[Data entries]
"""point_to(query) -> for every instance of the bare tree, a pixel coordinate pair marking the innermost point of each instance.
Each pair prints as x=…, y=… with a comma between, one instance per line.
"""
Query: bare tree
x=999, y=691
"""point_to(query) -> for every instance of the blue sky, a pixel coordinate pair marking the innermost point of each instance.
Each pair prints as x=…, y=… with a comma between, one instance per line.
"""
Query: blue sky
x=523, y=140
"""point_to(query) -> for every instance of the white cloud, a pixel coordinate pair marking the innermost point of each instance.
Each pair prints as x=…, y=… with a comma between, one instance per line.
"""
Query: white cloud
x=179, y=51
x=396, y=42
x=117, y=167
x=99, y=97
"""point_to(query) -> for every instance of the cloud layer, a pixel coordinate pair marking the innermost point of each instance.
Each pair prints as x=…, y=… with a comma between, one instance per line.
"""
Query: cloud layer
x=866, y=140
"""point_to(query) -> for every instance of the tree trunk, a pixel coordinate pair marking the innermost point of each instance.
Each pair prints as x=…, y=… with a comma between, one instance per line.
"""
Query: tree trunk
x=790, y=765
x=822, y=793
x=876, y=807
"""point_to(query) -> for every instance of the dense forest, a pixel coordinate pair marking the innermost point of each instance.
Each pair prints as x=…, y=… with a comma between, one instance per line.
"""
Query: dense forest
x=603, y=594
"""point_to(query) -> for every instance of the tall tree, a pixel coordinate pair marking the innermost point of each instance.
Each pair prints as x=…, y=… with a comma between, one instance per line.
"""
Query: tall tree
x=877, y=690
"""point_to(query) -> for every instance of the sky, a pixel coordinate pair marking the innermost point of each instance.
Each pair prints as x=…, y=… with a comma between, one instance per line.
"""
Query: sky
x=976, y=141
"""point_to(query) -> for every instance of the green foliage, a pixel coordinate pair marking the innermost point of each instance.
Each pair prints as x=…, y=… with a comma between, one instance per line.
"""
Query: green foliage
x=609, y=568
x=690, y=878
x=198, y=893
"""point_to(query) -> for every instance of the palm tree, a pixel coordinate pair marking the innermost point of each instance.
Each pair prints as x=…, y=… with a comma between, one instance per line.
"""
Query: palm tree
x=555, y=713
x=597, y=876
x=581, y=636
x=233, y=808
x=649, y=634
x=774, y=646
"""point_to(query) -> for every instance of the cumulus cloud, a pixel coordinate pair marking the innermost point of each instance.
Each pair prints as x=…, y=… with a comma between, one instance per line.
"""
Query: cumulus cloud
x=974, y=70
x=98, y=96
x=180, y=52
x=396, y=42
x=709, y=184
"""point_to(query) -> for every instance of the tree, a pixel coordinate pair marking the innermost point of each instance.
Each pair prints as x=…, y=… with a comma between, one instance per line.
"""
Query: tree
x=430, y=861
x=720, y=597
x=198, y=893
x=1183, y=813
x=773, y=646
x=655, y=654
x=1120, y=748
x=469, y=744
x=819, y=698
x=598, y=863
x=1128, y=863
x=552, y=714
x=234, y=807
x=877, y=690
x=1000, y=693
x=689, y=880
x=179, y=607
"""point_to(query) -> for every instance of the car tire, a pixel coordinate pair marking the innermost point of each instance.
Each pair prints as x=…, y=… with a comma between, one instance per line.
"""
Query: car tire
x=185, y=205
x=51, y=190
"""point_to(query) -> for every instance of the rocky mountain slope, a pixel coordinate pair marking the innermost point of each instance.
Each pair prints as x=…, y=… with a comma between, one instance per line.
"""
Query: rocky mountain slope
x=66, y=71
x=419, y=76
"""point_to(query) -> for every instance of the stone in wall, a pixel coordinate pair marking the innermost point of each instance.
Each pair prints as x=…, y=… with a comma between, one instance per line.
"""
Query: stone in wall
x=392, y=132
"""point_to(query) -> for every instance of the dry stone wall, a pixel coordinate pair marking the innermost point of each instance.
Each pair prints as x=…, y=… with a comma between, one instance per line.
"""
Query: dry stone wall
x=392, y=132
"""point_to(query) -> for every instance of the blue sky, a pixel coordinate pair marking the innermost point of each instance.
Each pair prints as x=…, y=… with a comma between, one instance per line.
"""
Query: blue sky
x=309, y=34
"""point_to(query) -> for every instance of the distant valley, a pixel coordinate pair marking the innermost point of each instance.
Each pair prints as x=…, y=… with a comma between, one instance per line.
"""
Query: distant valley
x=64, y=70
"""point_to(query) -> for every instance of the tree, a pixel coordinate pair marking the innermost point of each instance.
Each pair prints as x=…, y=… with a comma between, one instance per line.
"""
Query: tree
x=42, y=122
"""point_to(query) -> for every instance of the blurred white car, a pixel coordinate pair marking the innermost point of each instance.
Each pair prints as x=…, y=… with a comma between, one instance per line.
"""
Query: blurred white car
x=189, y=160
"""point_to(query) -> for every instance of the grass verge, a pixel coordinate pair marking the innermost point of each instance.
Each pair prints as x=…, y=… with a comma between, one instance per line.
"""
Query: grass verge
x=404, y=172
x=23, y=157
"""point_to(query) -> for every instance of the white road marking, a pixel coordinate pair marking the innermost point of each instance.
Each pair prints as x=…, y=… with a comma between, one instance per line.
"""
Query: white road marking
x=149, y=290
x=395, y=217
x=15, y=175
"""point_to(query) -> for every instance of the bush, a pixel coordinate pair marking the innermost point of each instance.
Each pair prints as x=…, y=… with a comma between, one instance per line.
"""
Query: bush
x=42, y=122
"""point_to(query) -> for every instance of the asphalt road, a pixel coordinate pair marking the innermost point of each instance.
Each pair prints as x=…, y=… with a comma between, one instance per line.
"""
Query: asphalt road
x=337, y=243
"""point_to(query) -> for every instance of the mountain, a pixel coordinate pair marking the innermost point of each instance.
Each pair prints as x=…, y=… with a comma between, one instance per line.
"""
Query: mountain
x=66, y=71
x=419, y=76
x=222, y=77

▶ [Exercise objective]
Arrange every one of the lines above into a Markdown table with two columns, "No." for the row number and "Line" for the line itself. Leave out any blank lines.

▶ [The completed task]
| No. | Line |
|---|---|
| 1 | """point_to(query) -> for every instance of the bare tree, a pixel coordinate pair marking the innermost point of each instance. |
| 2 | Each pair prints as x=…, y=… with a comma between, one instance per line. |
| 3 | """ |
| 4 | Query: bare tree |
| 5 | x=999, y=691 |
| 6 | """point_to(query) -> for every instance of the blue sky, a pixel coordinate pair marking the innermost point of each instance. |
| 7 | Each pair prints as x=…, y=… with a comma between, one instance per line. |
| 8 | """ |
| 9 | Query: blue sky |
| 10 | x=523, y=140 |
| 11 | """point_to(query) -> for every instance of the white cloud, a pixel coordinate pair marking the innermost point of each instance. |
| 12 | Each pair prints as x=…, y=… with a comma between, one instance per line. |
| 13 | """ |
| 14 | Query: white cloud |
| 15 | x=179, y=51 |
| 16 | x=396, y=42 |
| 17 | x=117, y=167 |
| 18 | x=99, y=97 |
| 19 | """point_to(query) -> for every instance of the cloud layer, a pixel coordinate pair marking the innermost point of each instance. |
| 20 | Each pair prints as x=…, y=… with a comma between, one instance per line. |
| 21 | """ |
| 22 | Query: cloud layer |
| 23 | x=866, y=140 |
| 24 | """point_to(query) -> for every instance of the tree trunk, a pixel coordinate pair marking the innermost point of each instance. |
| 25 | Each pair prints as x=…, y=… with a comma between, one instance per line. |
| 26 | """ |
| 27 | Query: tree trunk |
| 28 | x=790, y=765 |
| 29 | x=822, y=793 |
| 30 | x=876, y=807 |
| 31 | """point_to(query) -> for every instance of the dense forest, a pixel coordinate pair marking the innermost point of each instance. |
| 32 | Each pair prints as x=…, y=… with a comma between, one instance per line. |
| 33 | """ |
| 34 | Query: dense forest |
| 35 | x=603, y=594 |
| 36 | """point_to(query) -> for every instance of the tall tree, a pixel coordinate pair marking the innermost point of each instance. |
| 37 | Each pair prints as x=…, y=… with a comma between, one instance per line. |
| 38 | """ |
| 39 | Query: tall tree |
| 40 | x=877, y=690 |
| 41 | """point_to(query) -> for every instance of the sky, a pixel coordinate pair marking the innermost point of each instance. |
| 42 | Each pair prints as x=…, y=… with a comma between, one instance per line. |
| 43 | """ |
| 44 | Query: sky |
| 45 | x=976, y=141 |
| 46 | """point_to(query) -> for every instance of the green foliage, a pixel coordinate pair marking the innermost point of each instance. |
| 47 | Each pair prints as x=…, y=… with a comma between, one instance per line. |
| 48 | """ |
| 49 | Query: green foliage |
| 50 | x=609, y=568 |
| 51 | x=690, y=878 |
| 52 | x=198, y=893 |
| 53 | """point_to(query) -> for every instance of the palm tree, a pixel coordinate pair marking the innermost point of each instance. |
| 54 | Each pair prints as x=…, y=… with a comma between, one instance per line. |
| 55 | """ |
| 56 | Query: palm tree |
| 57 | x=555, y=713 |
| 58 | x=597, y=876 |
| 59 | x=581, y=636 |
| 60 | x=233, y=808 |
| 61 | x=649, y=634 |
| 62 | x=774, y=646 |
| 63 | """point_to(query) -> for every instance of the cumulus cloud, a pixel coordinate pair marking the innermost point of each instance. |
| 64 | Each pair prints as x=…, y=… with a comma between, one instance per line. |
| 65 | """ |
| 66 | Query: cumulus cloud |
| 67 | x=974, y=70 |
| 68 | x=98, y=96 |
| 69 | x=180, y=52 |
| 70 | x=396, y=42 |
| 71 | x=709, y=184 |
| 72 | """point_to(query) -> for every instance of the tree, a pixel coordinate pair marking the innermost point of each instance. |
| 73 | Each pair prints as x=…, y=… with a comma between, one instance per line. |
| 74 | """ |
| 75 | Query: tree |
| 76 | x=430, y=861 |
| 77 | x=720, y=597 |
| 78 | x=198, y=893 |
| 79 | x=1183, y=813 |
| 80 | x=773, y=646 |
| 81 | x=655, y=654 |
| 82 | x=1120, y=748 |
| 83 | x=469, y=744 |
| 84 | x=819, y=698 |
| 85 | x=598, y=863 |
| 86 | x=1128, y=863 |
| 87 | x=552, y=714 |
| 88 | x=234, y=807 |
| 89 | x=877, y=690 |
| 90 | x=1000, y=693 |
| 91 | x=689, y=880 |
| 92 | x=179, y=607 |
| 93 | """point_to(query) -> for every instance of the car tire, a pixel coordinate pair marking the innermost point of each instance. |
| 94 | Each pair prints as x=…, y=… with a comma between, one instance per line. |
| 95 | """ |
| 96 | Query: car tire |
| 97 | x=185, y=205 |
| 98 | x=51, y=190 |
| 99 | """point_to(query) -> for every instance of the rocky mountain slope, a pixel coordinate pair marking the innermost point of each instance. |
| 100 | Each pair prints as x=…, y=… with a comma between, one instance per line. |
| 101 | """ |
| 102 | Query: rocky mountain slope |
| 103 | x=66, y=71 |
| 104 | x=419, y=76 |
| 105 | """point_to(query) -> for every instance of the stone in wall, a pixel coordinate pair marking the innermost point of each instance. |
| 106 | Each pair prints as x=…, y=… with a comma between, one instance per line. |
| 107 | """ |
| 108 | Query: stone in wall |
| 109 | x=392, y=132 |
| 110 | """point_to(query) -> for every instance of the dry stone wall, a pixel coordinate pair marking the innermost point of each instance. |
| 111 | Each pair prints as x=…, y=… with a comma between, one instance per line. |
| 112 | """ |
| 113 | Query: dry stone wall |
| 114 | x=392, y=132 |
| 115 | """point_to(query) -> for every instance of the blue sky, a pixel coordinate pair marking the innermost point of each instance. |
| 116 | Each pair prints as x=…, y=… with a comma between, one instance per line. |
| 117 | """ |
| 118 | Query: blue sky |
| 119 | x=309, y=34 |
| 120 | """point_to(query) -> for every instance of the distant valley, a pixel coordinate pair marking the innermost point of each instance. |
| 121 | Each pair prints as x=…, y=… with a comma between, one instance per line. |
| 122 | """ |
| 123 | Query: distant valley |
| 124 | x=64, y=70 |
| 125 | """point_to(query) -> for every instance of the tree, a pixel coordinate pair marking the innermost point of each instance. |
| 126 | Each pair prints as x=…, y=… with a comma between, one instance per line. |
| 127 | """ |
| 128 | Query: tree |
| 129 | x=42, y=122 |
| 130 | """point_to(query) -> for every instance of the blurred white car, a pixel coordinate pair marking the innermost point of each instance. |
| 131 | Each pair prints as x=…, y=… with a comma between, one instance per line. |
| 132 | """ |
| 133 | Query: blurred white car |
| 134 | x=189, y=160 |
| 135 | """point_to(query) -> for every instance of the grass verge, a pixel coordinate pair marking the innermost point of each instance. |
| 136 | Each pair prints as x=…, y=… with a comma between, one instance per line. |
| 137 | """ |
| 138 | Query: grass verge |
| 139 | x=404, y=172 |
| 140 | x=23, y=157 |
| 141 | """point_to(query) -> for every instance of the white road marking, a pixel coordinate pair marking the innermost point of each instance. |
| 142 | Each pair prints as x=…, y=… with a comma between, one instance per line. |
| 143 | """ |
| 144 | Query: white road marking |
| 145 | x=149, y=290 |
| 146 | x=395, y=217 |
| 147 | x=15, y=175 |
| 148 | """point_to(query) -> for every instance of the bush, a pixel coordinate pair marking the innermost point of each instance. |
| 149 | Each pair prints as x=…, y=… with a comma between, one instance per line. |
| 150 | """ |
| 151 | Query: bush |
| 152 | x=42, y=122 |
| 153 | """point_to(query) -> for every instance of the asphalt road, a pixel coordinate pair marking the innermost point of each instance. |
| 154 | Each pair prints as x=…, y=… with a comma between, one instance per line. |
| 155 | """ |
| 156 | Query: asphalt road |
| 157 | x=337, y=243 |
| 158 | """point_to(query) -> for every instance of the mountain, a pixel coordinate pair marking the innermost point of each instance. |
| 159 | Each pair prints as x=…, y=… with a comma between, one instance per line. |
| 160 | """ |
| 161 | Query: mountain |
| 162 | x=66, y=71 |
| 163 | x=419, y=76 |
| 164 | x=222, y=77 |